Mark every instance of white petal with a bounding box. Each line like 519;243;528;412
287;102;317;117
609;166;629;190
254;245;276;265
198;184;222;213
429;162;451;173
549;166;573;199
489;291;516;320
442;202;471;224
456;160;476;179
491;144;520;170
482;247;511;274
—————
Exercise requirements => Scale every box coordinate in the answers to all the rows above by 0.5, rounding to whole numbers with halves going up, and repeat every line, requests included. Leave the numbers in the requests and their format samples unchanged.

Written reply =>
Mark every instance of white petal with a bounding box. Each line like 519;243;528;412
144;51;159;59
305;83;315;95
127;123;138;133
99;92;111;107
215;81;226;87
275;83;287;100
245;146;258;160
221;101;236;112
228;80;238;90
246;72;260;85
241;124;256;137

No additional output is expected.